**TEXTE DU DOCUMENT:**

____

Comme Jérôme Bascher, ma première question porte sur La Poste. D'après mes informations, des mesures de soutien sont envisagées, mais elles n'ont pas intégrées dans le texte. Pour quelle raison ?
Par ailleurs, vous évoquez la nécessité d'une sortie progressive des aides publiques pour le tissu économique. Vous amorcez cette question timidement dans ce PLFR. Envisagez-vous un réel débat parlementaire sur ce sujet fondamental ? J'ai quelques craintes à ce stade, quand j'entends les propos du ministre du l'économie, qui sont restrictifs par rapport aux recommandations des organismes spécialisés, avec donc un risque de cassure de la reprise. Quelle est donc précisément votre stratégie d'ensemble en la matière, et pourrons-nous en débattre ?
Enfin, quelle est votre stratégie de réduction de la dette et des déficits publics pour les années à venir ? Allez-vous poursuivre une politique la contraction de la dépense et des services publics ou bien travailler à améliorer la justice fiscale, comme le préconise le groupe Socialiste, écologiste et républicain, à l'instar de nombreux organismes économiques ?
Ma première question porte également sur l'accompagnement progressif à la reprise économique qui est mis en place. La prolongation annoncée des aides pour les travailleurs indépendants est limitée à ceux dont l'activité est arrêtée en raison de fermetures administratives. Je ne comprends pas pourquoi ces aides sont rendues aussi restrictives alors que l'accompagnement annoncé des entreprises à la reprise d'activité est appelé à être progressif.
Ma seconde question concerne la majoration du taux de réduction de l'impôt sur le revenu au titre des dons aux associations cultuelles. Pour quelle raison cette mesure a-t-elle été intégrée à ce PLFR ?
Enfin, ma troisième question, liée à l'actualité récente, concerne une alerte d'une intersyndicale dénonçant une future admission en non-valeur de 25 % des contentieux douaniers liée au transfert de missions fiscales de la direction générale des douanes vers la direction générale des finances publiques. Vous avez répondu que c'était une fausse information, mais on lit dans la presse qu'il y a tout de même des dispositions qui conduiront à modifier les règles de recouvrement des créances, de sorte que certaines sommes pourraient in fine ne pas être recouvrées. Qu'en est-il ?
Je vais essayer de répondre dans le détail. Malheureusement je vais devoir ensuite vous quitter, mais je laisserai Olivier Dussopt prendre la suite.

____

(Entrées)
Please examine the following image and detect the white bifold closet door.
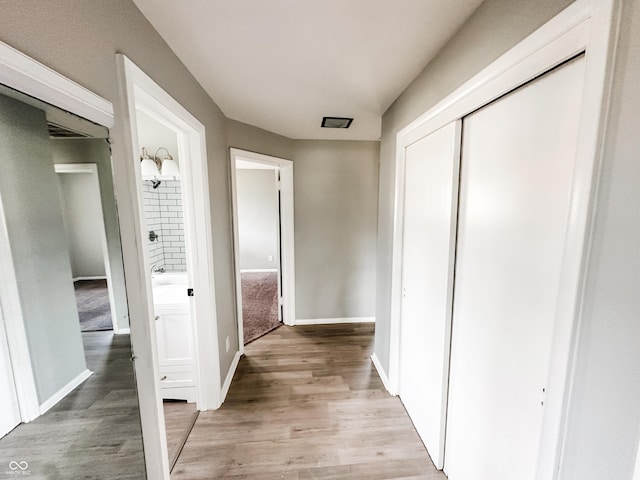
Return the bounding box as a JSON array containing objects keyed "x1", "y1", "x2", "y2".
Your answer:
[
  {"x1": 445, "y1": 57, "x2": 585, "y2": 480},
  {"x1": 0, "y1": 305, "x2": 21, "y2": 438},
  {"x1": 399, "y1": 121, "x2": 460, "y2": 469}
]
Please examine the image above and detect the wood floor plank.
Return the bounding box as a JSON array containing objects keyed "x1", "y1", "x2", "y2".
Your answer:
[
  {"x1": 0, "y1": 332, "x2": 145, "y2": 480},
  {"x1": 172, "y1": 324, "x2": 446, "y2": 480}
]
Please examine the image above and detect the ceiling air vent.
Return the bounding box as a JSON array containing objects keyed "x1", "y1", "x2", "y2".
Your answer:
[{"x1": 322, "y1": 117, "x2": 353, "y2": 128}]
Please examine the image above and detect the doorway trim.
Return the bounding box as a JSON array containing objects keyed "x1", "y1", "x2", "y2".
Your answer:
[
  {"x1": 229, "y1": 147, "x2": 296, "y2": 354},
  {"x1": 384, "y1": 0, "x2": 619, "y2": 479},
  {"x1": 54, "y1": 163, "x2": 120, "y2": 334},
  {"x1": 0, "y1": 42, "x2": 114, "y2": 422},
  {"x1": 117, "y1": 54, "x2": 223, "y2": 479}
]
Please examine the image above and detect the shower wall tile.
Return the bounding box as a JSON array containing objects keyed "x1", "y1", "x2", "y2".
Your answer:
[{"x1": 143, "y1": 180, "x2": 187, "y2": 272}]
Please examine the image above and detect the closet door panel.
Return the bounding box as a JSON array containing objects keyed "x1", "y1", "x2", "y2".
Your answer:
[
  {"x1": 445, "y1": 58, "x2": 585, "y2": 480},
  {"x1": 400, "y1": 122, "x2": 460, "y2": 469}
]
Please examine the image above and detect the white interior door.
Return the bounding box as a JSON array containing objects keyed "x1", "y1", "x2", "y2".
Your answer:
[
  {"x1": 445, "y1": 58, "x2": 585, "y2": 480},
  {"x1": 0, "y1": 305, "x2": 21, "y2": 438},
  {"x1": 400, "y1": 122, "x2": 460, "y2": 469}
]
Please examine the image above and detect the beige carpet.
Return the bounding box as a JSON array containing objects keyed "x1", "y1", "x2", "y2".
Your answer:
[{"x1": 240, "y1": 272, "x2": 282, "y2": 345}]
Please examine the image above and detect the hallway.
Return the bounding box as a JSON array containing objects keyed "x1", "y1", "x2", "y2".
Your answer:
[{"x1": 171, "y1": 324, "x2": 446, "y2": 480}]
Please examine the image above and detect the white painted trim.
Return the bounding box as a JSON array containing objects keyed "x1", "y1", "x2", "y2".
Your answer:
[
  {"x1": 296, "y1": 317, "x2": 376, "y2": 325},
  {"x1": 72, "y1": 275, "x2": 107, "y2": 283},
  {"x1": 389, "y1": 0, "x2": 619, "y2": 480},
  {"x1": 40, "y1": 369, "x2": 93, "y2": 415},
  {"x1": 220, "y1": 352, "x2": 242, "y2": 398},
  {"x1": 53, "y1": 163, "x2": 120, "y2": 332},
  {"x1": 117, "y1": 54, "x2": 222, "y2": 480},
  {"x1": 0, "y1": 192, "x2": 40, "y2": 422},
  {"x1": 371, "y1": 352, "x2": 391, "y2": 393},
  {"x1": 0, "y1": 42, "x2": 114, "y2": 128},
  {"x1": 229, "y1": 148, "x2": 296, "y2": 353}
]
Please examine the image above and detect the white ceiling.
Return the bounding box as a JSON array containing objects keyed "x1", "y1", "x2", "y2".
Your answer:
[{"x1": 134, "y1": 0, "x2": 482, "y2": 140}]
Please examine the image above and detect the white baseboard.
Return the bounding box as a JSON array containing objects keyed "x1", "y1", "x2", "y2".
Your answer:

____

**CONSIGNE:** Prolongez le texte des échanges parlementaires sur le PLFR à partir de sa dernière phrase. Les entrées proviennent d'une source distincte de celle du texte.

**RÉPONSE ATTENDUE:**
Sur les questions posées par Antoine Lefèvre et Didier Rambaud concernant les prêts garantis par l'État et les entreprises qui restent en difficulté, notre évaluation, qui est celle de la Banque de France, est que 5 à 7 % des entreprises ont vu leur dette augmenter et leur trésorerie diminuer pendant cette période de crise. Si l'on regarde le verre à moitié plein, cela signifie que près de 95 % des entreprises n'auront pas de difficulté à rembourser ces prêts. Néanmoins, notre action a consisté et consiste à élaborer une réponse sur mesure pour chacun. Cela nous a amené à maintenir l'ensemble des dispositifs qui apportent un soutien financier aux entreprises et à mettre en place un plan de transition qui intègre la possibilité d'apporter des fonds propres aux entreprises qui en auraient besoin.
L'accélération des procédures judiciaires de redressement doit permettre de traiter l'étalement supplémentaire du remboursement des prêts garantis par l'État. Dans ce cadre, le juge pourra décider de la prolongation du prêt garanti au-delà des six ans prévus initialement. Nous avons obtenu de la Commission européenne que la garantie de l'État puisse être maintenue en cas de prolongation.
Sur le sujet de La Poste, Monsieur Launay nous a remis un très bon rapport qui met en exergue la question du rythme d'attribution et de livraison du courrier et les pertes que cela représente pour La Poste, en même temps que la nécessité d'adapter en profondeur le service postal. Le service actuel n'est pas tenable : le volume d'envoi de courrier est en chute libre, ce qui impose d'adapter le dispositif structurellement. Je pense qu'il est bon de débattre des ajustements nécessaires du service public, de discuter les propositions qui peuvent être faites, avant de parler des compensations. Jérôme Bascher m'a posé la question ; il y aura évidemment des compensations. Mais avant de parler argent, je pense qu'il faut parler du service public postal que nous voulons pour les années futures.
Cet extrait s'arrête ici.